• Complete the following:
a: From the passage on Anabaptist distinctives, copy the words between "Sure, we can" and "Systematic, not symptomatic.", inclusive.
b: In the passage on Anabaptist distinctives, which four distinctives did Nancey Murphy highlight?
c: Render this sentence from the passage on Anabaptist distinctives in Spanish: "They will, however, be islands of refuge in a sea of Empire."

Sure, we can tweet and text and use other kinds of technology to communicate the radical message of Jesus to a younger audience. We can also fully affirm the God-given dignity of gays and lesbians who worship & serve in our communities. Additionally, we can emphasize the vital need for transparency, therapy & 12-step style meetings to heal from our dysfunctional family systems and the counterfeit coping mechanisms that we’ve been patterned into. After all, Millennials are crying out for authenticity and stability from their elders. But our focus must be cosmic, not cosmetic. Systematic, not symptomatic.

A decade ago, my Fuller Seminary professor Nancey Murphy outlined an Anabaptist faith that was uniquely positioned to transcend the will-to-power that Nietzsche exposed as deeply interwoven into the human condition. Murphy highlighted four Anabaptist distinctives: separation-of-church-and-state, nonviolence, revolutionary subordination & simple living. Following Murphy, I propose that Anabaptist communities all over North America (re)commit to these distinctives specifically, as both constructive and confrontational practices that overtly engage with the ongoing catastrophe of imperialist white-supremacist capitalist patriarchy.

We Anabaptists have an opportunity to be both prophetic & pastoral to the Millennial generation. And the fact is that the economic Game simply isn’t working for the next generation. Skyrocketing student debt, outsourced jobs, intensifying income inequality & the industrialized effects of climate change will plague the youngest among us the most. But this crisis is an opportunity for Millennials to be saved from the American default narrative of upward mobility via the market & the military. The hope is that, if Millennials can’t win, then they will divert and subvert “conventional wisdom” and become saved and healed in their commitment to sustainable convictions and practices.

Christian churches (whether Anabaptist, Reformed, Evangelical or Catholic) that directly confront the disaster of American imperialist white-supremacist capitalist patriarchy with creative & constructive laboratories of separation-of-church-and-state, nonviolence, revolutionary subordination & simple living will not be large & culturally powerful. They will, however, be islands of refuge in a sea of Empire. They will be holdouts of hope, continuing to participate with what the very best of the Anabaptist Christian tradition has consistently practiced.

The Anabaptist distinctives will expose the myth of a Christian nation, emphasizing a radical discipleship movement that is voluntary & challenging, always placing value on the freedom to obey God without state help or hindrance (separation-of-church-and-state). It will seek truth through dialogue, opening the floor to all voices. Peace will be a series of processes and practices, dedicated to the dignity of everyone (nonviolence). It will participate with all people of faith and conscience in imaginative experiments of social justice (revolutionary subordination). Lastly, participants in this movement will have no need to defend our economic privilege, placing us into a legitimate position to actively advocate for policies that benefit our neighbors, foreign and domestic (simple living).

• The data:
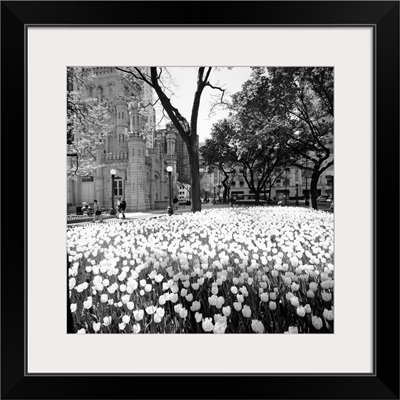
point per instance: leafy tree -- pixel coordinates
(247, 145)
(301, 100)
(88, 121)
(187, 129)
(217, 154)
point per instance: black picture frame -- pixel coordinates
(383, 383)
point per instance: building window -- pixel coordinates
(118, 186)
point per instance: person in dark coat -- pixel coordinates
(121, 207)
(176, 203)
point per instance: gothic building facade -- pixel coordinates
(137, 159)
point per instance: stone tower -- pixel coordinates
(136, 173)
(121, 120)
(170, 157)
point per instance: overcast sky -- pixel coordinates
(185, 79)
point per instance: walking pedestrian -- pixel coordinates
(97, 211)
(121, 207)
(176, 203)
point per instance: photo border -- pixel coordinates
(384, 382)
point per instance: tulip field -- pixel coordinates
(230, 270)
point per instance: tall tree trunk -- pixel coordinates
(194, 173)
(313, 188)
(225, 192)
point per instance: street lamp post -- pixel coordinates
(112, 172)
(306, 172)
(170, 210)
(286, 194)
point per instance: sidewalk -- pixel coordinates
(158, 213)
(147, 214)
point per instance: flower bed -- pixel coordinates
(263, 270)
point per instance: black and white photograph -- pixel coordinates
(200, 199)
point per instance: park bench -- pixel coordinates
(249, 203)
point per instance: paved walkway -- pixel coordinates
(158, 213)
(149, 214)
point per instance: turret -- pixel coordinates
(121, 124)
(135, 194)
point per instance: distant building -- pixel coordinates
(138, 157)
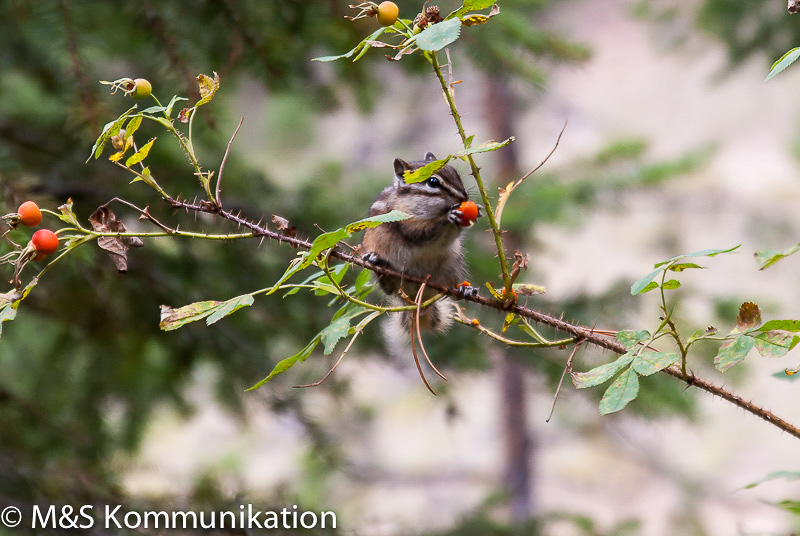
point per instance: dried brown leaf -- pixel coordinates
(104, 220)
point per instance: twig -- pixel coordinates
(567, 368)
(144, 212)
(501, 203)
(543, 162)
(224, 159)
(347, 348)
(501, 254)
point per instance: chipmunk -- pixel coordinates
(427, 243)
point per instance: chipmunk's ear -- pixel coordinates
(400, 167)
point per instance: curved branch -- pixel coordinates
(580, 333)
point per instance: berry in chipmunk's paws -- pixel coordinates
(469, 213)
(29, 214)
(387, 13)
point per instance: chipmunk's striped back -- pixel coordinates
(428, 243)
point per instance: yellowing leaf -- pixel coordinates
(141, 154)
(749, 317)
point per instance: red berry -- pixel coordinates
(141, 89)
(387, 13)
(469, 213)
(44, 241)
(29, 214)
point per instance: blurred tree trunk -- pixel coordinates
(517, 473)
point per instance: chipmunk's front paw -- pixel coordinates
(466, 290)
(374, 259)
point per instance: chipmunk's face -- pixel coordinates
(431, 198)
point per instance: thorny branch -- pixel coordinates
(579, 333)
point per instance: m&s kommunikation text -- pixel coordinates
(246, 517)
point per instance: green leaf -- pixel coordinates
(601, 374)
(733, 352)
(510, 320)
(783, 62)
(171, 105)
(437, 36)
(141, 154)
(133, 125)
(646, 283)
(364, 44)
(624, 389)
(701, 253)
(649, 363)
(295, 266)
(425, 172)
(67, 216)
(629, 339)
(470, 5)
(172, 319)
(679, 267)
(328, 240)
(229, 307)
(363, 280)
(111, 128)
(339, 328)
(782, 325)
(208, 88)
(9, 302)
(643, 284)
(782, 375)
(153, 110)
(484, 147)
(289, 362)
(768, 258)
(672, 284)
(374, 221)
(785, 475)
(775, 343)
(321, 288)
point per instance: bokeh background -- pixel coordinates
(674, 144)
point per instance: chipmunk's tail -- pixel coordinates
(437, 317)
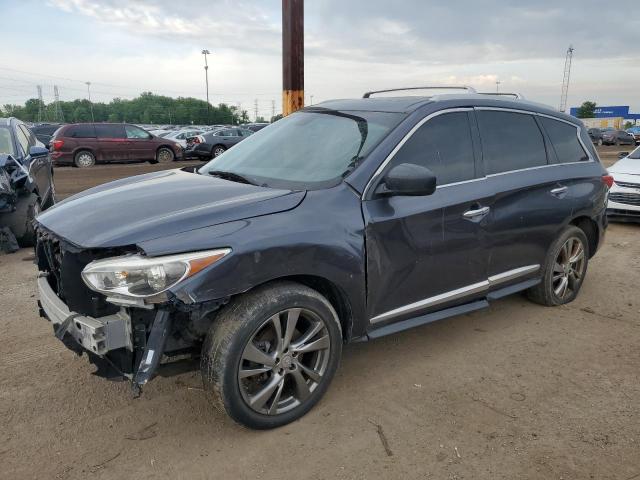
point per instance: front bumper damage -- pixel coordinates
(108, 340)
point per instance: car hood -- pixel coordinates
(627, 165)
(144, 207)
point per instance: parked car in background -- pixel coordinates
(85, 144)
(44, 131)
(181, 136)
(343, 222)
(254, 127)
(215, 143)
(26, 179)
(595, 134)
(617, 137)
(635, 131)
(624, 196)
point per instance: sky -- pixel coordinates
(124, 47)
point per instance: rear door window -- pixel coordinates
(510, 141)
(23, 140)
(135, 132)
(81, 131)
(564, 141)
(109, 130)
(443, 145)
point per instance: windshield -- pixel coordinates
(6, 145)
(309, 149)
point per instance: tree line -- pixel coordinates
(148, 108)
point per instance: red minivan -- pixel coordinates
(85, 144)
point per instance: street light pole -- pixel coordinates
(206, 52)
(90, 104)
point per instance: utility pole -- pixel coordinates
(59, 115)
(565, 79)
(39, 87)
(90, 104)
(206, 52)
(292, 56)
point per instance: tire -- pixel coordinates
(165, 155)
(562, 279)
(217, 150)
(84, 159)
(21, 220)
(276, 387)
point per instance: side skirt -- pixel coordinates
(449, 312)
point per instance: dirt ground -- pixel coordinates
(514, 391)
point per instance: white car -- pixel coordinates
(181, 136)
(624, 195)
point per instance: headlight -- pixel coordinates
(138, 276)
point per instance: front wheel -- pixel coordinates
(271, 354)
(564, 269)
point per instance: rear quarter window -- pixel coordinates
(564, 141)
(510, 141)
(80, 131)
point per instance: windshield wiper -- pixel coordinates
(234, 177)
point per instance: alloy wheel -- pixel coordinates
(284, 361)
(568, 269)
(165, 156)
(85, 160)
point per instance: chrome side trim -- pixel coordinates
(431, 301)
(457, 293)
(512, 274)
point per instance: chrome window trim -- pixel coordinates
(405, 139)
(383, 165)
(458, 293)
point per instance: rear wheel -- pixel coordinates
(218, 150)
(84, 159)
(564, 269)
(271, 354)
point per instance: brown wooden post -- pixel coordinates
(292, 56)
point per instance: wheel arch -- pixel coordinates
(590, 229)
(332, 292)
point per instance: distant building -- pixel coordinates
(609, 117)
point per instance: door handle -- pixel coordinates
(559, 192)
(476, 214)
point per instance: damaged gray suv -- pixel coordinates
(343, 222)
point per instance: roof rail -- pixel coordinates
(456, 87)
(519, 96)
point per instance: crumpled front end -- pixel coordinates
(124, 341)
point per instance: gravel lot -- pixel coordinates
(515, 391)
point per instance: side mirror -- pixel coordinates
(36, 152)
(408, 179)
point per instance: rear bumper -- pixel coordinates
(95, 335)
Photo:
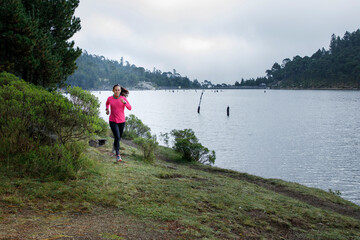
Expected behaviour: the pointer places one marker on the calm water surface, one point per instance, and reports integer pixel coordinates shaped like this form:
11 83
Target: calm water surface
310 137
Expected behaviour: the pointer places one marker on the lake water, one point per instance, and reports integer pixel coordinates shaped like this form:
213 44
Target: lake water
306 136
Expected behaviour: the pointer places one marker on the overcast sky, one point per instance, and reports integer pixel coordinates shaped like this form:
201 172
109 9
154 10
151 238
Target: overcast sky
217 40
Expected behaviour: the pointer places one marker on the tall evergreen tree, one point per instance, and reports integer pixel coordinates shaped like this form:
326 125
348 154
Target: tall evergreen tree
35 36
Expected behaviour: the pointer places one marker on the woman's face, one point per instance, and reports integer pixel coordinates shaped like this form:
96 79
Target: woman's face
117 91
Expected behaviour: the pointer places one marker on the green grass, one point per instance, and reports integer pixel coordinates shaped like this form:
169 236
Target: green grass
203 203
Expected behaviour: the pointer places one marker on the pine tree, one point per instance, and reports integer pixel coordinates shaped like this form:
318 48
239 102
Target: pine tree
35 36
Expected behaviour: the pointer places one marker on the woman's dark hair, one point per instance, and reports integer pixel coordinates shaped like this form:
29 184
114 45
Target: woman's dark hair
116 85
124 92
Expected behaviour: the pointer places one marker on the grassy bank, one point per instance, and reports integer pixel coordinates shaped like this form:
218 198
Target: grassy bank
168 200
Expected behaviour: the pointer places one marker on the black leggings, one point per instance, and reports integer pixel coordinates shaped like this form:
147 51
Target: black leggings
117 129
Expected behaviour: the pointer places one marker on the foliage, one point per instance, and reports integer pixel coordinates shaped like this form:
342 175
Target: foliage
34 40
148 145
97 72
177 201
134 128
338 67
188 145
38 126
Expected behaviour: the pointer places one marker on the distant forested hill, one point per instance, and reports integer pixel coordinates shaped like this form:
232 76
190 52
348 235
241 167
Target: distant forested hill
97 72
338 67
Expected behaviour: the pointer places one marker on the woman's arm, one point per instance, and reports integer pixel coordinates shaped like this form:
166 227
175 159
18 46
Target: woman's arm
126 102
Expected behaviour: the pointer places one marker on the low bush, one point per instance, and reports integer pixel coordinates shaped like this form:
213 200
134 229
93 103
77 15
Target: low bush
186 143
40 130
148 145
134 128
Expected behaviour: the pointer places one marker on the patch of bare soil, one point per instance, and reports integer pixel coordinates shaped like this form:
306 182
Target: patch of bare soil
102 223
309 199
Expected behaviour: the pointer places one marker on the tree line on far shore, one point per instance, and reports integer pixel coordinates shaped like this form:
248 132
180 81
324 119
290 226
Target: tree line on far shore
338 67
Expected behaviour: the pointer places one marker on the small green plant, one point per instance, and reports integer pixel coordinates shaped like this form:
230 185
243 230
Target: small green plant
134 128
188 145
148 145
336 192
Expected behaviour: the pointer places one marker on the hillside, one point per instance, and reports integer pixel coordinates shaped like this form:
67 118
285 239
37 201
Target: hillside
98 72
338 67
169 200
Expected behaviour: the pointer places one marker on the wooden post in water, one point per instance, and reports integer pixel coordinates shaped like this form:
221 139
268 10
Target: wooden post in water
200 101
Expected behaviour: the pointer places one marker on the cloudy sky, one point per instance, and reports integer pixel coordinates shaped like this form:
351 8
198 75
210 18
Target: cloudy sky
217 40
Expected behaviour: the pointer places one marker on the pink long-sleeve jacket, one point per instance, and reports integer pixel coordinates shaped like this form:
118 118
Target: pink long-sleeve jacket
117 108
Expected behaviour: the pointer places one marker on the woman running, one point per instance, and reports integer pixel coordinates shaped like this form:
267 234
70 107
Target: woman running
117 103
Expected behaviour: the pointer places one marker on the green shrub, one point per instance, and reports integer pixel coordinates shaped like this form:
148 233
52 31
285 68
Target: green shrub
56 162
188 145
134 128
42 128
148 145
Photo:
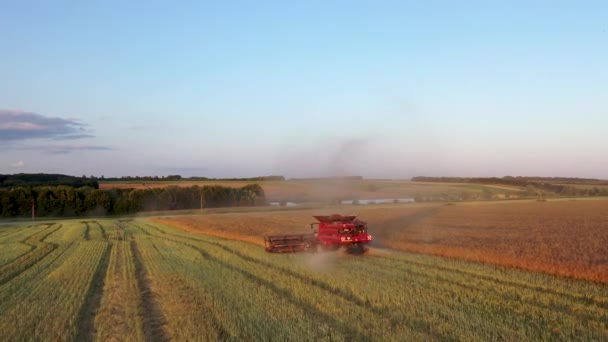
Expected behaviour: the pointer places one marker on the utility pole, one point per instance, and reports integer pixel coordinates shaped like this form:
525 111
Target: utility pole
33 210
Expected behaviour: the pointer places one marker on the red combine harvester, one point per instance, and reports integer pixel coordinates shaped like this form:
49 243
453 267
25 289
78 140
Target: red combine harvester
332 232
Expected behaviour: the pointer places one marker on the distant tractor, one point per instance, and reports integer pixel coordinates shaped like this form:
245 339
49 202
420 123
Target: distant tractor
332 232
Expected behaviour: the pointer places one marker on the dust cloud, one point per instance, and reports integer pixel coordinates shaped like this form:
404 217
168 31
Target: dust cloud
322 262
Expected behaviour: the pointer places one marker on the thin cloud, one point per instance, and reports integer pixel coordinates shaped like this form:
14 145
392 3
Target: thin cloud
67 148
20 125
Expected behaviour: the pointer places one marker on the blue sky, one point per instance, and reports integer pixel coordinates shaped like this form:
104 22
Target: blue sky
383 89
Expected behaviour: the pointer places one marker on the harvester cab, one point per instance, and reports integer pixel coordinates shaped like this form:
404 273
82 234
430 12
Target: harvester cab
329 233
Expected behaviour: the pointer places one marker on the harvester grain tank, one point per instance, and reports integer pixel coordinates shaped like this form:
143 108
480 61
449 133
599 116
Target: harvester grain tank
329 233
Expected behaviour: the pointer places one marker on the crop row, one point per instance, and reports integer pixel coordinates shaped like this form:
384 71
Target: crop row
415 296
46 301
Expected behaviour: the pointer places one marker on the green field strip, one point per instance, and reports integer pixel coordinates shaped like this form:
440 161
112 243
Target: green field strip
507 296
259 304
7 231
118 313
12 251
51 299
337 290
85 329
39 250
153 319
71 231
271 309
166 276
21 235
308 290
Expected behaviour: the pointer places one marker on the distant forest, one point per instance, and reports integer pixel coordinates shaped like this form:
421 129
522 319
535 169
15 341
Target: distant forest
39 179
562 186
52 200
180 178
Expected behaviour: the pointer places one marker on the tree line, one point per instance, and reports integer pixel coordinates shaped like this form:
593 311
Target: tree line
60 201
180 178
40 179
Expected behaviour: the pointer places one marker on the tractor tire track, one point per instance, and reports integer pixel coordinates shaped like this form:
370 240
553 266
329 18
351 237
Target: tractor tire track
150 313
349 296
87 233
39 251
104 235
86 316
345 330
418 325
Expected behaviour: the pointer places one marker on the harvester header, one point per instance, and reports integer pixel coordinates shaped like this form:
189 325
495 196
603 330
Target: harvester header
330 233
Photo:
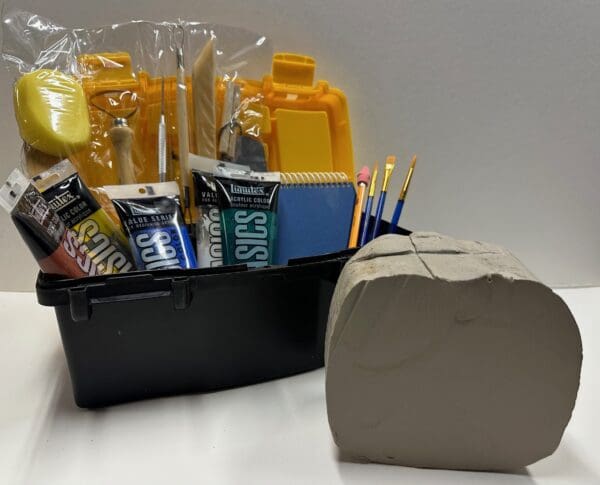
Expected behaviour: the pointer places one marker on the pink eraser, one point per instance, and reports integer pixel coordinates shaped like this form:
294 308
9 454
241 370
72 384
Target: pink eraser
364 176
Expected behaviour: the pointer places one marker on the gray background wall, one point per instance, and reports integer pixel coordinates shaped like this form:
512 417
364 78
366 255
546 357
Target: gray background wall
499 99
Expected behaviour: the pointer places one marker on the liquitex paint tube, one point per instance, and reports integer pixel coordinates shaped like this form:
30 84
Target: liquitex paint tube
209 248
249 217
66 193
151 216
55 247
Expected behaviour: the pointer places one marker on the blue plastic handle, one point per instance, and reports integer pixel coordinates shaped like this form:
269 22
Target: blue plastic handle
396 216
365 234
379 214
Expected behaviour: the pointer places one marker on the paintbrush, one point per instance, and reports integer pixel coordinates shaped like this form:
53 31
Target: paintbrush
367 216
162 137
182 126
402 196
390 162
362 181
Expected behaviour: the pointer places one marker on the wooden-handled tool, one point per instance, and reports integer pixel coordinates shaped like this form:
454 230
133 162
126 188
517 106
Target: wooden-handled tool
121 136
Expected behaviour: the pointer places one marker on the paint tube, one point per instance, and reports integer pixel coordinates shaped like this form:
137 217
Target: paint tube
66 193
209 249
55 247
249 217
152 218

• Solutions to the problems:
a:
Sure, we can tweet and text and use other kinds of technology to communicate the radical message of Jesus to a younger audience. We can also fully affirm the God-given dignity of gays and lesbians who worship & serve in our communities. Additionally, we can emphasize the vital need for transparency, therapy & 12-step style meetings to heal from our dysfunctional family systems and the counterfeit coping mechanisms that we’ve been patterned into. After all, Millennials are crying out for authenticity and stability from their elders. But our focus must be cosmic, not cosmetic. Systematic, not symptomatic.

b: Separation-of-church-and-state, nonviolence, revolutionary subordination and simple living.

c: Sin embargo, serán islas de refugio en un mar de Imperio.